### Your goal
Set down every entry once more, character for character.

Content starts

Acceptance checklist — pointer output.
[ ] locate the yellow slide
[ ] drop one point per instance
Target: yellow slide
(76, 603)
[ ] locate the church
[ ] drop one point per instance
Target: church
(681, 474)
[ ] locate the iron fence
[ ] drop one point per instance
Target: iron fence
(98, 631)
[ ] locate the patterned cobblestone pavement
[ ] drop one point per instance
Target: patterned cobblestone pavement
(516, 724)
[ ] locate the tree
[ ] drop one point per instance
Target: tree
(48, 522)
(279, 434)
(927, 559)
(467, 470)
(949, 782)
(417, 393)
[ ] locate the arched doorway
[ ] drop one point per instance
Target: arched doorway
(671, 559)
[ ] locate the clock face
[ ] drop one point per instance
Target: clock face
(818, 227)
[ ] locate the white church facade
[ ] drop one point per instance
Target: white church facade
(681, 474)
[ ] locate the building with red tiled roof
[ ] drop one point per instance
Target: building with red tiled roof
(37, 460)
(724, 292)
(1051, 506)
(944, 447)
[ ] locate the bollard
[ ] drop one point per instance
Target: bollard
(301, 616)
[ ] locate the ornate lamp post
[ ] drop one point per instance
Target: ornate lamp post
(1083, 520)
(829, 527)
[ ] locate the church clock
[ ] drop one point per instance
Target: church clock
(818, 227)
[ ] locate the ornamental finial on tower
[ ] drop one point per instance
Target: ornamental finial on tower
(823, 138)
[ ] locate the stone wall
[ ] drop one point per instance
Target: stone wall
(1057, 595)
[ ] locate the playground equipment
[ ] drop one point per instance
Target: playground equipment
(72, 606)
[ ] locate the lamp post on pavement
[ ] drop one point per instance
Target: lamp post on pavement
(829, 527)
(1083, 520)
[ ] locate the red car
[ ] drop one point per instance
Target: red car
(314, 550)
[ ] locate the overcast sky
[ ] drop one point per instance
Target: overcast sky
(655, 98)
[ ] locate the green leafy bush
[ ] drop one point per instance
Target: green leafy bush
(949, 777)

Content ends

### Answer
Acceptance checklist — pointer output.
[ ] locate the yellow slide
[ ] drop one point per instance
Target: yellow slide
(76, 603)
[ ] locate the church
[ ] drop one point per instance
Target: church
(681, 474)
[ ] locate the iron fence
[ ] drop one point per instance
Target: iron fence
(98, 631)
[ ] locate the patterned cobblestone pavement
[ ] drop one point per instance
Target: patterned cobblestone pavement
(516, 724)
[ ] locate the tree
[ ] drop one point per instance
Target: tree
(48, 522)
(279, 434)
(927, 559)
(467, 470)
(949, 782)
(417, 393)
[ ] locate the arched doorway
[ ] drop one point per instance
Target: arched doorway
(671, 559)
[ ] locate the clock face
[ ] drop one point per instance
Target: clock face
(818, 227)
[ ] locate the white church facade
[ ] drop one point per instance
Target: white church facade
(681, 474)
[ ] locate the building with red tiled roof
[ ] drop one point per instance
Target: building with red tiled roof
(37, 460)
(724, 292)
(1051, 506)
(944, 447)
[ ] locate the bollard
[ ] drop one point per instance
Target: bollard
(301, 616)
[ ] locate the ornate lamp post
[ ] drop one point per instance
Target: ornate lamp post
(1083, 520)
(829, 527)
[ ] locate the church clock
[ ] drop one point per instance
Target: church clock
(818, 227)
[ ] locate the ornamental finial on tower
[ ] drop one point per instance
Target: ornamental finial on tower
(823, 138)
[ ] locate the stone wall
[ ] drop one point per instance
Target: stone wall
(1057, 595)
[ ] locate the playground equipment
[ ] drop one point per instance
Target: playground equipment
(72, 606)
[ ] locate the lamp post on pavement
[ ] drop one point per instance
Target: lamp post on pavement
(829, 527)
(1083, 520)
[ ] locate the red car
[ ] drop one point per instance
Target: red car
(314, 550)
[ ] locate the overcast sky
[ ] drop one point per instance
Target: overcast sky
(655, 98)
[ ] locate the green leafy bush
[ ] drop one point per instance
Target: green leafy bush
(949, 777)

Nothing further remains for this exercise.